WHAT YOU HAVE TO DO>
Locate the line that contains "the lamb, one". Reproduce it and all following lines up to the end of the material, exactly and with nothing added.

RECORDS FOR THIS EXERCISE>
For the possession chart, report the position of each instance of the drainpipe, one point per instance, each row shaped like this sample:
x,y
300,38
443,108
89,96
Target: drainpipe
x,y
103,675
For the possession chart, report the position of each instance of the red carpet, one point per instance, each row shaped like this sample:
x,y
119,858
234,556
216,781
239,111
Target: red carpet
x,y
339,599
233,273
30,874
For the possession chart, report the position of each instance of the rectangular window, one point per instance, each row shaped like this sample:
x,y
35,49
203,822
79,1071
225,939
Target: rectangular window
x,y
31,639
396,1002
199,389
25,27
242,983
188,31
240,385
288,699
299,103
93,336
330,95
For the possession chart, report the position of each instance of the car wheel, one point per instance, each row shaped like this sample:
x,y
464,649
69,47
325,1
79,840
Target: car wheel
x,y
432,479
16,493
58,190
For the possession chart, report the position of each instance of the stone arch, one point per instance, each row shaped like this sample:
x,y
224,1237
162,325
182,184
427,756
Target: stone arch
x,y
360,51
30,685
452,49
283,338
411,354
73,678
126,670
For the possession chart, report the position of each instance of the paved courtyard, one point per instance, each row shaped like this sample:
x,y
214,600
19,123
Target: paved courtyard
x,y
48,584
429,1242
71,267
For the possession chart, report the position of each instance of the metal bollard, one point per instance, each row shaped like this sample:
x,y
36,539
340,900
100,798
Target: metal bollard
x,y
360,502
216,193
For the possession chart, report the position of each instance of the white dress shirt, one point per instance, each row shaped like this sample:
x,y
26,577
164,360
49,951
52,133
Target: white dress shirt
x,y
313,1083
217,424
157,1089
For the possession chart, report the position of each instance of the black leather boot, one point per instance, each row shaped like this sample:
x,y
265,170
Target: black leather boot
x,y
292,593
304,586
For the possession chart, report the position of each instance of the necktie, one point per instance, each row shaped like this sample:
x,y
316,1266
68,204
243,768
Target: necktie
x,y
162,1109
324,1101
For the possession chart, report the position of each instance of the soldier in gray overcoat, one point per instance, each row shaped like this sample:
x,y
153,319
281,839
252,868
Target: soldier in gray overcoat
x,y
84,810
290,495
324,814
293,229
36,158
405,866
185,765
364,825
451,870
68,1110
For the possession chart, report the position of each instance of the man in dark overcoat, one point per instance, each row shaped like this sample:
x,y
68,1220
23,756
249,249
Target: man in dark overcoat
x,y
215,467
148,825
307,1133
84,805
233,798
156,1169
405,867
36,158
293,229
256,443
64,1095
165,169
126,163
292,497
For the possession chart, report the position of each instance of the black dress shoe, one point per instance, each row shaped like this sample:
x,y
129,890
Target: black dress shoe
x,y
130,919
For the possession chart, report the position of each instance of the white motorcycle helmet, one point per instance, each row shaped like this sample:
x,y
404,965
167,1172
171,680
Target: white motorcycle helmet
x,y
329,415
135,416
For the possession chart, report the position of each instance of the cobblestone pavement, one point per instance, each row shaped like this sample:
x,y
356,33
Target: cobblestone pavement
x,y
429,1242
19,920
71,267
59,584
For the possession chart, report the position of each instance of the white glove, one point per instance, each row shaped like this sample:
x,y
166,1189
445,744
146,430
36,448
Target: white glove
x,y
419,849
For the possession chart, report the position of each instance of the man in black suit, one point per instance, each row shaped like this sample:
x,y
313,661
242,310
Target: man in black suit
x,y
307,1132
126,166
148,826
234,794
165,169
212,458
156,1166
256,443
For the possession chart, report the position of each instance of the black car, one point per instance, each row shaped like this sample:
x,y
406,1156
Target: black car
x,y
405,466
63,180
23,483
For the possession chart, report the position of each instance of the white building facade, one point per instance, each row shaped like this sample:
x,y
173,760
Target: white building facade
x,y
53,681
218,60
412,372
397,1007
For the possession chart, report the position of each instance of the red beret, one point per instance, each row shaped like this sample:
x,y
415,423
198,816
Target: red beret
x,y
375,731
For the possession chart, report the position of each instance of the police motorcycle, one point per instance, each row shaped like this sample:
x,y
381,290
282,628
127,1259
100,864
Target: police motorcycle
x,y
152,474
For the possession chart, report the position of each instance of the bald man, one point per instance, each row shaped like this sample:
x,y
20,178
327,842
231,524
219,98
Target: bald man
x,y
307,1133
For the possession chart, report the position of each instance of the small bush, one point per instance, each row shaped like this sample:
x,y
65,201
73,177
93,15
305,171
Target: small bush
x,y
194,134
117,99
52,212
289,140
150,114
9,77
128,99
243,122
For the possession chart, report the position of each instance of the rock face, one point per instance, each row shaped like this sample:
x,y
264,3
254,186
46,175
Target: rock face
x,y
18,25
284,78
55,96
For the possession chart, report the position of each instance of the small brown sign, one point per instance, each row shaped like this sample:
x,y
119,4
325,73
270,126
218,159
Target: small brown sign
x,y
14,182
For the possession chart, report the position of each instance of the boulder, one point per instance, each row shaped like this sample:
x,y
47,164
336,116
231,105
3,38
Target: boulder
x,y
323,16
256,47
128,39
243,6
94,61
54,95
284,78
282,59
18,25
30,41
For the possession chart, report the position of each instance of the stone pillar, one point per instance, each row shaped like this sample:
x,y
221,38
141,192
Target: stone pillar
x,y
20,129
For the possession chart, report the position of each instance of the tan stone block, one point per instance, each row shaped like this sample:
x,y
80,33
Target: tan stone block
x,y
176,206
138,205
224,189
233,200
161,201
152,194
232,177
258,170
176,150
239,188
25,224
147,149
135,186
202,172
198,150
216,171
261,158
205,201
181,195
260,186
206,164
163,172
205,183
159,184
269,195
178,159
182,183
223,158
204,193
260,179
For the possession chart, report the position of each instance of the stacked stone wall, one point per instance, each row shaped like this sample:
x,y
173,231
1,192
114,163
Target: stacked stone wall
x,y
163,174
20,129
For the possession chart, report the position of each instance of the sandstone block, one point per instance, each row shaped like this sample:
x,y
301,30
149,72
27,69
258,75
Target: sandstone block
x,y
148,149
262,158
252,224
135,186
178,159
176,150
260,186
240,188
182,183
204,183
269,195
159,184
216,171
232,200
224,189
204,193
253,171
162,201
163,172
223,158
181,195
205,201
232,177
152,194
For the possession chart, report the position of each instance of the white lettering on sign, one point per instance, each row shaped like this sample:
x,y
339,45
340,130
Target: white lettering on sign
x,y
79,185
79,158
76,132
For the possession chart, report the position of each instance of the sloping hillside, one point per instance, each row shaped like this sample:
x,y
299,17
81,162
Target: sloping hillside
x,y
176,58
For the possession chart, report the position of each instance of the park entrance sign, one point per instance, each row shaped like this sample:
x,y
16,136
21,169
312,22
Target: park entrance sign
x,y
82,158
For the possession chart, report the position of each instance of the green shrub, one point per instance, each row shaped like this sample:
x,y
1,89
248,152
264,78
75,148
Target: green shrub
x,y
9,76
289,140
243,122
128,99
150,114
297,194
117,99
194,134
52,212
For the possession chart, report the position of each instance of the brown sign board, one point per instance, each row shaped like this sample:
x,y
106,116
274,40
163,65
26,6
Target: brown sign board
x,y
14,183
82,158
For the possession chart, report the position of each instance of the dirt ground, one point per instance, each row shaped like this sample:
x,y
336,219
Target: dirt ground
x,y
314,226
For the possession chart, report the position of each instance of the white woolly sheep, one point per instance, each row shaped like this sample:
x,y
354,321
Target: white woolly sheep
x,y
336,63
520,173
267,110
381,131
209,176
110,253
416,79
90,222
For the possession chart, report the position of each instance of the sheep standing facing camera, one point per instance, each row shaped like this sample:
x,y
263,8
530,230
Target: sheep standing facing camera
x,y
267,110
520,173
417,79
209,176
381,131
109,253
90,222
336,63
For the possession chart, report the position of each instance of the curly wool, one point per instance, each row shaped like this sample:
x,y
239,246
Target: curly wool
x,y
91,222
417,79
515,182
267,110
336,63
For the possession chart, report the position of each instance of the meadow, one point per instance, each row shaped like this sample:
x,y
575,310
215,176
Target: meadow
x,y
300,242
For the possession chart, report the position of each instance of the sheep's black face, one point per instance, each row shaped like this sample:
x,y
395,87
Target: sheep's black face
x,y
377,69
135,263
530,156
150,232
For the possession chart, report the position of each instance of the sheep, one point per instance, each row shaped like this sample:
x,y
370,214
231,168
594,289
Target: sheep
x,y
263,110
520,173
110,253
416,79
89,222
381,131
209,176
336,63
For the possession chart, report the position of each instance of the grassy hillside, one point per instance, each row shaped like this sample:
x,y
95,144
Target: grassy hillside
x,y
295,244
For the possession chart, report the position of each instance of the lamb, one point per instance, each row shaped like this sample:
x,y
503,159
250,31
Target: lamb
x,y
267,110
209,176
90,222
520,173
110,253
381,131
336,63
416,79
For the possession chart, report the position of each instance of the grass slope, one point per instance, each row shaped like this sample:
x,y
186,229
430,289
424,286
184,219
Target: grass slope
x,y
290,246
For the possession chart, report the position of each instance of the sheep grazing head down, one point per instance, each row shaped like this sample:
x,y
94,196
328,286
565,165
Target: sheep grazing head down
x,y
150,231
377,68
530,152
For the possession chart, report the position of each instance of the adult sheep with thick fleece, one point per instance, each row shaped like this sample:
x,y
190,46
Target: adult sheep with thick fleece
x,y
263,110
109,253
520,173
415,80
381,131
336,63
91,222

PROBLEM SOLUTION>
For the possession chart, report the position of each instance of the lamb, one point per instance, each row shaped like this sample:
x,y
503,159
250,31
Target: lamb
x,y
267,110
209,176
90,222
520,173
110,253
381,131
336,63
416,79
For the possession chart, report the position of each instance of the grass slope, one point per instance, each row shaped like this sample:
x,y
186,229
430,289
424,286
184,219
Target: grass slope
x,y
290,246
For the possession chart, report the position of each instance of the sheep grazing head down, one point per instance, each row shaped like this sample:
x,y
94,196
328,286
565,165
Target: sheep grazing head down
x,y
150,231
377,68
530,152
For the possession chart, report the position of each instance of the adult sheep with thick fleece, one point per instance, each row shaped like this sample:
x,y
190,46
Target: adult sheep with thick fleece
x,y
263,110
109,253
520,173
415,80
381,131
336,63
91,222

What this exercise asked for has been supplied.